## Tasks to perform
1 - Using the brief description of the drawings in the anti-glare coating text, list each figure it names together with what that figure depicts.
2 - Continue the anti-glare coating text with the passage that follows its final sentence.

## Reading text
⁂

Additionally, these multi-step processes are difficult to optimize
and reduce to practice due to material and interfacial
compatibility issues.
BRIEF DESCRIPTION OF THE DRAWINGS
[0005] To facilitate understanding, identical reference numerals
have been used, where possible, to designate identical elements
that are common to the figures. The drawings are not to scale and
the relative dimensions of various elements in the drawings are
depicted schematically and not necessarily to scale.
[0006] The techniques of the present invention can readily be
understood by considering the following detailed description in
conjunction with the accompanying drawings, in which:
[0007] FIG. 1 is a cross-sectional view of a substrate;
[0008] FIG. 2 is cross-sectional view of the substrate of FIG. 1
with an anti-glare coating formed thereon according to some
embodiments of the present invention;
[0009] FIG. 3 is a cross-sectional view of the substrate of FIG. 1
with an anti-glare coating formed thereon according to some
embodiments of the present invention; and
[0010] FIG. 4 is a flow chart of a method for forming an anti-glare
coating, or for forming a coated article, such as an anti-glare
panel, according to some embodiments.
DETAILED DESCRIPTION
[0011] A detailed description of one or more embodiments is
provided below along with accompanying figures. The detailed
description is provided in connection with such embodiments, but is
not limited to any particular example. The scope is limited only by
the claims and numerous alternatives, modifications, and
equivalents are encompassed. Numerous specific details are set
forth in the following description in order to provide a thorough
understanding. These details are provided for the purpose of
example and the described techniques may be practiced according to
the claims without some or all of these specific details. For the
purpose of clarity, technical material that is known in the
technical fields related to the embodiments has not been described
in detail to avoid unnecessarily obscuring the description.

⁂

## Dataset content
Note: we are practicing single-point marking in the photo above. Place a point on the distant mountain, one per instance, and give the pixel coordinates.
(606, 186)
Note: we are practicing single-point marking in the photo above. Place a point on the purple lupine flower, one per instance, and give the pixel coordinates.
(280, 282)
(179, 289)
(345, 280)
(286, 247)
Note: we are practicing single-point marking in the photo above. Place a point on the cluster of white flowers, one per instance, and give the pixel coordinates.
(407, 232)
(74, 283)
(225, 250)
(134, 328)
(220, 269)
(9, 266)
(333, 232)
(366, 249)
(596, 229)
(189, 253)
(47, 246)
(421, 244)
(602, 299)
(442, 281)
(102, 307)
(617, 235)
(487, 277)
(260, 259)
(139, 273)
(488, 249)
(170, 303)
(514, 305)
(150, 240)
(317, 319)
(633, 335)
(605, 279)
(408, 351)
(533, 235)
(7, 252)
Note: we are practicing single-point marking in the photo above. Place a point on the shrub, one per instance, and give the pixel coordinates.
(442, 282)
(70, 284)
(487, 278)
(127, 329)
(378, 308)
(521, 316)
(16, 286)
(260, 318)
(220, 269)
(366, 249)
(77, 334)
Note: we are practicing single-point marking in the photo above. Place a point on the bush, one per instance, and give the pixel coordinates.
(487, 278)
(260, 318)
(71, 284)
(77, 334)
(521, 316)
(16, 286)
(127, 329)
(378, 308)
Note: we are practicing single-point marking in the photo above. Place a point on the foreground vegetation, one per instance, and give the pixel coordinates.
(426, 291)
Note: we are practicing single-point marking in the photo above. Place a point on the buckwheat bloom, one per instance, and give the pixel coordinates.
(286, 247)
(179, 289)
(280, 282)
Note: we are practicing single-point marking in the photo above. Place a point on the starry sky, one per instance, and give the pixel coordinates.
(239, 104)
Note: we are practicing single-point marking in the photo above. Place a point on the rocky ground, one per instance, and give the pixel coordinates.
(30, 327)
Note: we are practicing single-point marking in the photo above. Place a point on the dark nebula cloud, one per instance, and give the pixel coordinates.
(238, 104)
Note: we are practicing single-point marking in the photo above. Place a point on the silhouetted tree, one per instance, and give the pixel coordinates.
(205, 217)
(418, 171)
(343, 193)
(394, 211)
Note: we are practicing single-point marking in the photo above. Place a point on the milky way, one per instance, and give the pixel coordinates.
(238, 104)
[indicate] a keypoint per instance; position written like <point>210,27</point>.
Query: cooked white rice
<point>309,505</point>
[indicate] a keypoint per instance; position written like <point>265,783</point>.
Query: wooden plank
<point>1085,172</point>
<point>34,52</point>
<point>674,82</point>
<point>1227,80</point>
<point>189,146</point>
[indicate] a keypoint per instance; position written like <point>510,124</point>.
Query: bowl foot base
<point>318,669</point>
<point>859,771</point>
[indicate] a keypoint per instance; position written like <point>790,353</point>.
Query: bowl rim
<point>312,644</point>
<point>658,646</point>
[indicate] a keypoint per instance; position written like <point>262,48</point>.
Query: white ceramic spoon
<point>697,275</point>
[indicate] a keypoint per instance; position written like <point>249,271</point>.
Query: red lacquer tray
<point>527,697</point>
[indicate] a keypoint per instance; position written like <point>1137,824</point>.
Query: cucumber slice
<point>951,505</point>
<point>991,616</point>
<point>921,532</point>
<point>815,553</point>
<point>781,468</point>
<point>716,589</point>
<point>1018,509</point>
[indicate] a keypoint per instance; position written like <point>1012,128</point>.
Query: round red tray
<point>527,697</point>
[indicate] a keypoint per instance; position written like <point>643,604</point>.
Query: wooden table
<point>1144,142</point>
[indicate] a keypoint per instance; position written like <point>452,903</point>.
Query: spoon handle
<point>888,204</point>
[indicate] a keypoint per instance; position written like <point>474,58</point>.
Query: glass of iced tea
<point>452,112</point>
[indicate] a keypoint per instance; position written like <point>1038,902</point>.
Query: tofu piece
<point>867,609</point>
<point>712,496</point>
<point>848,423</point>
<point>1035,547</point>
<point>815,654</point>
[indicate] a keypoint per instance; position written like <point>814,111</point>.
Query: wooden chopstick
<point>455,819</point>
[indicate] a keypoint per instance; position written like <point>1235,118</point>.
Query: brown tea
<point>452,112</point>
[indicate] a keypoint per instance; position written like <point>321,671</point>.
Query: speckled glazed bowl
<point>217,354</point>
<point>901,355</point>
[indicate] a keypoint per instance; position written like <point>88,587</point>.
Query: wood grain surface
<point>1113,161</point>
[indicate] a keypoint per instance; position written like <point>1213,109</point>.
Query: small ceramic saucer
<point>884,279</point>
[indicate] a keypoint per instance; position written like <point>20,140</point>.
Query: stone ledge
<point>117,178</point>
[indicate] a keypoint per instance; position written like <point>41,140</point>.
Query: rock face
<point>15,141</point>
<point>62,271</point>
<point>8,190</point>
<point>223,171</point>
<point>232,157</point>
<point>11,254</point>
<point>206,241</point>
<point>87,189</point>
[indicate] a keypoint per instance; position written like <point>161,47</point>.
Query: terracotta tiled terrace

⁂

## Answers by task
1 -
FIG. 1: a cross-sectional view of a substrate.
FIG. 2: a cross-sectional view of the substrate of FIG. 1 with an anti-glare coating formed thereon according to some embodiments of the present invention.
FIG. 3: a cross-sectional view of the substrate of FIG. 1 with an anti-glare coating formed thereon according to some embodiments of the present invention.
FIG. 4: a flow chart of a method for forming an anti-glare coating, or for forming a coated article, such as an anti-glare panel, according to some embodiments.

2 -
[0012] The term "horizontal" as used herein will be understood to
be defined as a plane parallel to the plane or surface of the
substrate, regardless of the orientation of the substrate. The term
"vertical" will refer to a direction perpendicular to the
horizontal as previously defined. Terms such as "above", "below",
"bottom", "top", "side" (e.g. sidewall), "higher", "lower",
"upper", "over", and "under", are defined with respect to the
horizontal plane. The term "on" means there is direct contact
between the elements. The term "above" will allow for intervening
elements.
[0013] Embodiments described herein provide for optical coatings,
and methods for forming optical coatings, that improve the
anti-glare performance of transparent substrates, as well as block
or absorb ultraviolet (UV) light. In accordance with some
embodiments, this is accomplished by forming a coating above a
transparent substrate. The coating includes, or has embedded
therein, particles (e.g., micro-particles) that contain a
UV-absorbing material. The size and distribution of the particles
in the coating are such that an upper surface of the layer has a
series of surface features thereon which give the layer an
effective surface roughness or texture (e.g., between 0.2
micrometers (.mu.m) and 0.8 .mu.m) that is suitable for providing
the layer with anti-glare properties.
[0014] FIG. 1 illustrates a transparent substrate 100 according to
some embodiments. In some embodiments, the transparent substrate
100 is made of glass and has an upper surface 102 and a thickness
104 of, for example, between 0.1 and 2.0 centimeters (cm). Although
only a portion of the substrate 100 is shown, it should be
understood that the substrate 100 may have a width of, for example,
between 5.0 cm and 2.0 meters (m). In some embodiments, the
substrate 100 is made of a transparent polymer.
[0015] FIGS. 2 and 3 illustrate coated articles (or anti-glare
panels) 200 and 300, respectively, which include the transparent
substrate 100, or a similar substrate.
[0016] Referring now to FIG. 2, the coated article 200 includes the
transparent substrate 100 and an anti-glare coating 202. The
anti-glare coating is formed above the upper surface 102 of the
substrate 100 and includes a plurality of micro-particles 204,
which include a UV-absorbing material. In some embodiments, the
micro-particles 204 are substantially spherical and have a diameter
(or width) 206 of between 0.1 and 10 .mu.m. Although the coating
202 is shown as having essentially two "layers" of the
micro-particles 204, it should be understood that in some
embodiments, a significantly greater number of micro-particles 204
(and/or layers of the micro-particles 204) may be used such that a
thickness 208 of the coating 202 may be between about 1 and 100
.mu.m.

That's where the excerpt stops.